Image point annotation entries
========================

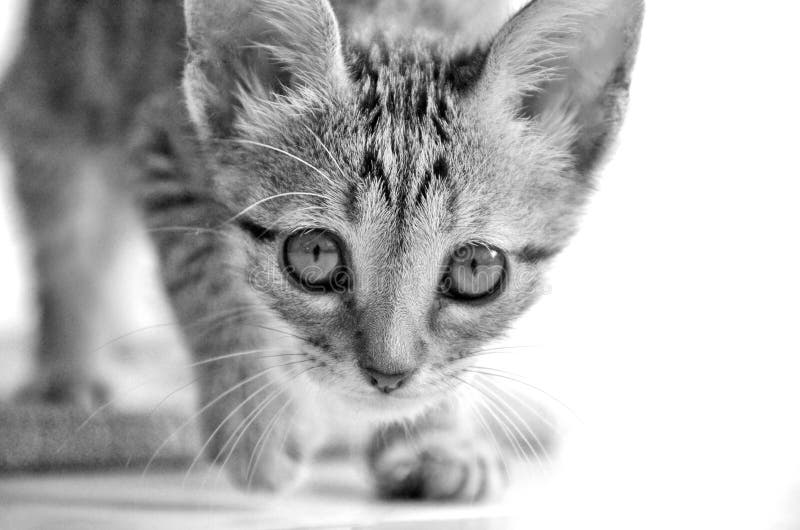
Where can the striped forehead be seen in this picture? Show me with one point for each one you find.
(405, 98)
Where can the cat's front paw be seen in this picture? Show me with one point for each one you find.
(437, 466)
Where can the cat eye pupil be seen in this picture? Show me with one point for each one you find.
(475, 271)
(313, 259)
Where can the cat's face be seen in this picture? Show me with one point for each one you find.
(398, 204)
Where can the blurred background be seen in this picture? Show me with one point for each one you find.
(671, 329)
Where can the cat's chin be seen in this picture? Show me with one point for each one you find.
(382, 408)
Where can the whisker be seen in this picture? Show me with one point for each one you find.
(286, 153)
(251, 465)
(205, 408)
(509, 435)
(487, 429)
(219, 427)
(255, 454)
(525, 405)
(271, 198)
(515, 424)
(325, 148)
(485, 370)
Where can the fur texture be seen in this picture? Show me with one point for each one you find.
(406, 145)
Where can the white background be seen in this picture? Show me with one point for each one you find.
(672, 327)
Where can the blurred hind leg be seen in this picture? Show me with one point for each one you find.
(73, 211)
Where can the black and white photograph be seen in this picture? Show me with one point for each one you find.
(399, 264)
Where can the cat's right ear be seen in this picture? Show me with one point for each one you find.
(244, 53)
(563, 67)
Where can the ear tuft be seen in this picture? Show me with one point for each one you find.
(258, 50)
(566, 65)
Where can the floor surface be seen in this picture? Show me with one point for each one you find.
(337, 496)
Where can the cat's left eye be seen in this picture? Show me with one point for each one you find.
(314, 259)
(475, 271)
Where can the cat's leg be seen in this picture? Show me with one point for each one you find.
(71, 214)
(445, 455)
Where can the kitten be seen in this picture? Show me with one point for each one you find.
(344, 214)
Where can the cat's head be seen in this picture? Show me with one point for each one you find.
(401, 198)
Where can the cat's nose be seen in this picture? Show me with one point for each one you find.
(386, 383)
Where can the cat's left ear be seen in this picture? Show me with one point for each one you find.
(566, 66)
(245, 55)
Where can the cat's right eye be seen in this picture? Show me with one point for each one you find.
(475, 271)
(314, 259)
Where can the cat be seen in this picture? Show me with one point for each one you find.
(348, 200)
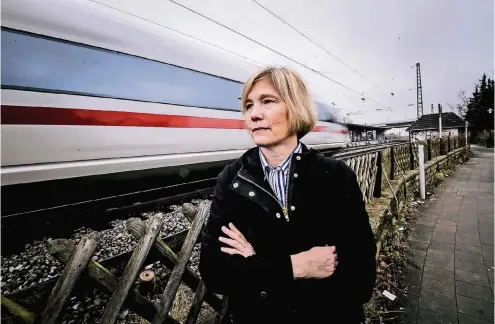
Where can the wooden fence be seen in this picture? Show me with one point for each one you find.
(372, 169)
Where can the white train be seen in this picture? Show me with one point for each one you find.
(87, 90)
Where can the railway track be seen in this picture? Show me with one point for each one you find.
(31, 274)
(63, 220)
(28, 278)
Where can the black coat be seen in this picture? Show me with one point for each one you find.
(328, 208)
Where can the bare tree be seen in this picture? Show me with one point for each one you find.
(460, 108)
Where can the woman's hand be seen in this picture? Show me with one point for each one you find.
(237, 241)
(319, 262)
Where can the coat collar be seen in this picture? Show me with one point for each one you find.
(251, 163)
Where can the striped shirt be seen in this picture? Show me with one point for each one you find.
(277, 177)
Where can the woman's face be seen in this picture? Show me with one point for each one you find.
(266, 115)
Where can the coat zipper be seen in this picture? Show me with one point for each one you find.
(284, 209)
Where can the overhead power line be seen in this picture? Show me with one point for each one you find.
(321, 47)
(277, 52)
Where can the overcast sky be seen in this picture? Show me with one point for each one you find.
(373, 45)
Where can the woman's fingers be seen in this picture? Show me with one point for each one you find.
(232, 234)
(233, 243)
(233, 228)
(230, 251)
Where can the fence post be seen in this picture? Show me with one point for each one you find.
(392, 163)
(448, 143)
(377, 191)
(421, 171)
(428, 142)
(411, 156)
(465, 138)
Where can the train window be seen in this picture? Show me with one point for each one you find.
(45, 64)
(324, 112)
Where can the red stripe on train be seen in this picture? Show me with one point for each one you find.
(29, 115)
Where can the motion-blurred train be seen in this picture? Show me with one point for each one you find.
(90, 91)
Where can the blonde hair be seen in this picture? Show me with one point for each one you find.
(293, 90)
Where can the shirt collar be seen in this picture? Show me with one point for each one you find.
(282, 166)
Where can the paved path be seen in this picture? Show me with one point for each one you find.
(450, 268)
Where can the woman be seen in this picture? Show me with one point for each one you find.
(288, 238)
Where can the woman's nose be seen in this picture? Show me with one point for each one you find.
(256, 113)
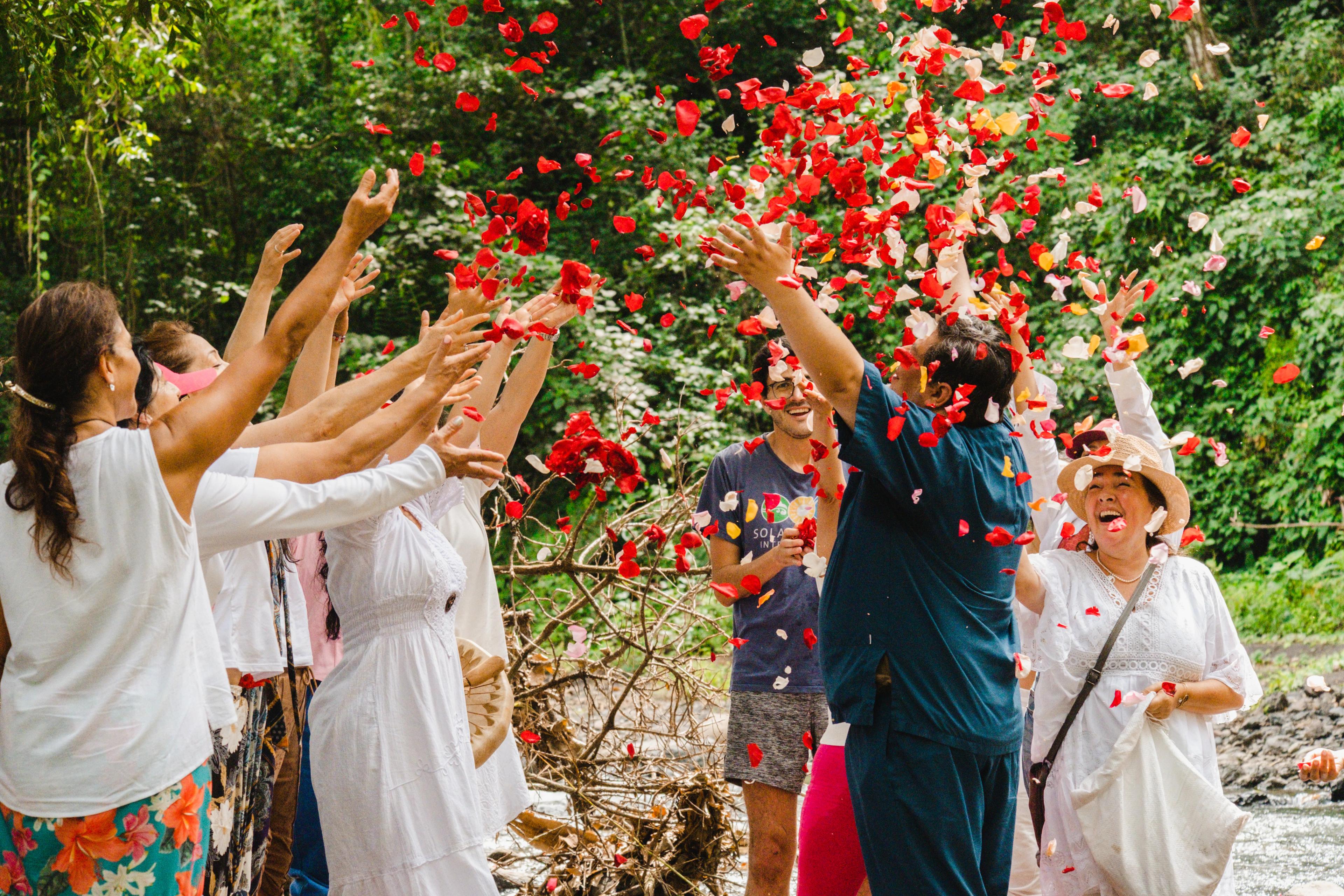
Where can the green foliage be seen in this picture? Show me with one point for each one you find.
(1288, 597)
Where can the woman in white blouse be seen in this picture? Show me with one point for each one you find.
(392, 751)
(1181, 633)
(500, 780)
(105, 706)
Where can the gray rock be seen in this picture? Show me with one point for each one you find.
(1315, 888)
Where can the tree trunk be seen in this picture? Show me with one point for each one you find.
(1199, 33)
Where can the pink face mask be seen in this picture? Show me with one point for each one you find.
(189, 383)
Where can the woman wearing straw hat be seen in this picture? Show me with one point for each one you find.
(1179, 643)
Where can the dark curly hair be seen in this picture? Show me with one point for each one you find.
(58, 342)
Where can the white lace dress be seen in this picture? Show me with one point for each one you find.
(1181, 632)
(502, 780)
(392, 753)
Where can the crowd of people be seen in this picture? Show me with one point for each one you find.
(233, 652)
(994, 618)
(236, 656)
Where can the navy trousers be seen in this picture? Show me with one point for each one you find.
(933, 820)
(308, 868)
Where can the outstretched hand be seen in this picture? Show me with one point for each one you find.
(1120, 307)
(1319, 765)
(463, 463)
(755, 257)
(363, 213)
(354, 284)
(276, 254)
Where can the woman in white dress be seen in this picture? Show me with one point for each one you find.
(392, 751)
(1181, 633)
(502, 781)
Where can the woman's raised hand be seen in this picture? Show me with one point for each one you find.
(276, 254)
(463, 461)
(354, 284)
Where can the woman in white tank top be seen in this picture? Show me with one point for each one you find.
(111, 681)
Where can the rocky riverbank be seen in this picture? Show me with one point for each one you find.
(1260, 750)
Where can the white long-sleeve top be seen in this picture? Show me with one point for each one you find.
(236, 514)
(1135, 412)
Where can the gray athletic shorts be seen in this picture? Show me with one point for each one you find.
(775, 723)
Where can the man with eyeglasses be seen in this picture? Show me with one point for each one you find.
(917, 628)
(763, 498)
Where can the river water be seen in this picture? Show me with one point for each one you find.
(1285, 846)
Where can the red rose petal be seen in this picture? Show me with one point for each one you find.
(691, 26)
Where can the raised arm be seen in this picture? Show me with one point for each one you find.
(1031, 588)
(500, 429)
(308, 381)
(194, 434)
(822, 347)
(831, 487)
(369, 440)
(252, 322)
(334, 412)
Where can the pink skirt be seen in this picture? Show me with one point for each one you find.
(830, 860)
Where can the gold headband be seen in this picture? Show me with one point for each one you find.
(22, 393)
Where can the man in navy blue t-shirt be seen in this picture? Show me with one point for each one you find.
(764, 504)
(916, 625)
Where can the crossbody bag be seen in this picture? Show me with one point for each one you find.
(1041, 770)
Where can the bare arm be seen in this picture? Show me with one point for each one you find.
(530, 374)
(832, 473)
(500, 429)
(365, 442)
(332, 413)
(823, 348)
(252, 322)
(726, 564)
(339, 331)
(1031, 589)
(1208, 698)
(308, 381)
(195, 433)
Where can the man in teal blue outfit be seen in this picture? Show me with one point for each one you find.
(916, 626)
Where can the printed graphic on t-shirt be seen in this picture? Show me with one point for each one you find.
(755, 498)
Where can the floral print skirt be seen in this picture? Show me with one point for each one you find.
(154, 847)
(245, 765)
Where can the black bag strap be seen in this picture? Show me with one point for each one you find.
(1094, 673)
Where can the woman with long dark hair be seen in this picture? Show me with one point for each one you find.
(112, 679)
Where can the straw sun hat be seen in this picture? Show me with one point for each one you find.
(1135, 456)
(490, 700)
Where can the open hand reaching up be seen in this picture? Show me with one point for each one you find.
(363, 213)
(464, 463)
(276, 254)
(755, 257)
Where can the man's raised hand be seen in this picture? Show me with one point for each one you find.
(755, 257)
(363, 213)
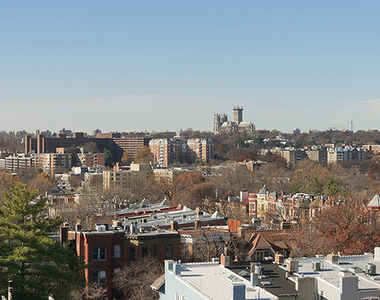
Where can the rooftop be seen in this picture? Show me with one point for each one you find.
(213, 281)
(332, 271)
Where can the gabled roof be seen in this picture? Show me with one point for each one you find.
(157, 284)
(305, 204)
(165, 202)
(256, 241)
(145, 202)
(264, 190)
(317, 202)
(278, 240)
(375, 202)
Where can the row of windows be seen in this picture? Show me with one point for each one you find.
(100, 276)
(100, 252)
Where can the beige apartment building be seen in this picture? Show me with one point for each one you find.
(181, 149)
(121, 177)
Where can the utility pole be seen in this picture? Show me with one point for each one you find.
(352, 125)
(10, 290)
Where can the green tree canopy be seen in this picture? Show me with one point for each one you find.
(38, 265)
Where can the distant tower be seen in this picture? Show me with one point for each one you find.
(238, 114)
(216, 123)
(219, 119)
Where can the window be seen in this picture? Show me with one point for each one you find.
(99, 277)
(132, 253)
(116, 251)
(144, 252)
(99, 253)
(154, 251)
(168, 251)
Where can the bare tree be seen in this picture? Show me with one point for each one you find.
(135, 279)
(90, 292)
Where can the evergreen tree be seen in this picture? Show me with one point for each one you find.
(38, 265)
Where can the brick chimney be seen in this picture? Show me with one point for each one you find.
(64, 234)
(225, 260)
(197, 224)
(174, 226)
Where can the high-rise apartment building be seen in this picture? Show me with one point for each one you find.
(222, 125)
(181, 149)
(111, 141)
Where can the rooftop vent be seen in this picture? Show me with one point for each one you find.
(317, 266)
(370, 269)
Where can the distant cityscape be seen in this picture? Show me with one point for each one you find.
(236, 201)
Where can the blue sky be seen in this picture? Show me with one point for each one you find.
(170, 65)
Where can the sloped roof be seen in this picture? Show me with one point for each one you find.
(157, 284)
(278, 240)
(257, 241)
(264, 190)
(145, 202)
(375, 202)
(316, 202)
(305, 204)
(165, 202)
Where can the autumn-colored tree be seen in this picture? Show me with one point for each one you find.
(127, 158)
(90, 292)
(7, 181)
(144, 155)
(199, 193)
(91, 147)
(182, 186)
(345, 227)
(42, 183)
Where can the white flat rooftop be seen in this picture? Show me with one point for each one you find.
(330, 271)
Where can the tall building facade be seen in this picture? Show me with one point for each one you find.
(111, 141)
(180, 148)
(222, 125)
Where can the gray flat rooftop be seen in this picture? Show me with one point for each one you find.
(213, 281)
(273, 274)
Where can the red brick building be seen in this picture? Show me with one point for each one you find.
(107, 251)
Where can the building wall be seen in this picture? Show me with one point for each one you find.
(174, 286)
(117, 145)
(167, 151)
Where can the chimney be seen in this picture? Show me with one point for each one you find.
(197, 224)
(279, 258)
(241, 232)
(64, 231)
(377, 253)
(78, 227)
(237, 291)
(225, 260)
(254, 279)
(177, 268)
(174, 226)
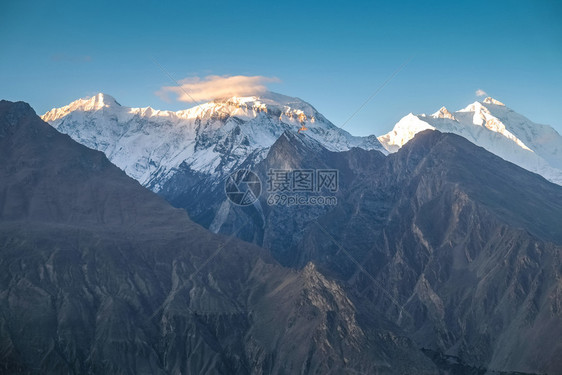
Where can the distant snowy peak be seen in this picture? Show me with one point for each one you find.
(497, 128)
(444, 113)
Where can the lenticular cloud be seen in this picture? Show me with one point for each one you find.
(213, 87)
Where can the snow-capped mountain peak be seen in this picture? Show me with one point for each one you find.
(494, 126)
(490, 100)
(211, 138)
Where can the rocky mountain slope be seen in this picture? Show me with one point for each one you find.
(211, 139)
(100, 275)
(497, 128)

========================

Give again, unchanged, only the lines from the line containing "Where can the building" to the last line of the records above. Pictures do not belong in the copy.

OUTPUT OF THE EXERCISE:
Where can the building wall be seen in this picture? Show me with one point for each one you find.
(174, 286)
(117, 145)
(167, 151)
Where can the chimney be seen in this picture? Show me with one point for each one you find.
(197, 224)
(279, 258)
(241, 232)
(64, 231)
(377, 253)
(78, 227)
(237, 291)
(225, 260)
(254, 279)
(177, 268)
(174, 226)
Where can the distant snowy peak be seen in this picture? Show me with one point for each one you find.
(497, 128)
(444, 113)
Where can the lenticular cloud be seen in this picture? Show me with one point for each one you find.
(213, 87)
Where can the snow-capped mountain peak be seen in this picture? Show me with one point for each one you find.
(494, 126)
(490, 100)
(211, 138)
Where can the rocky mountain slope be seen in this picture? Show me with one point for each one you find.
(211, 139)
(100, 275)
(497, 128)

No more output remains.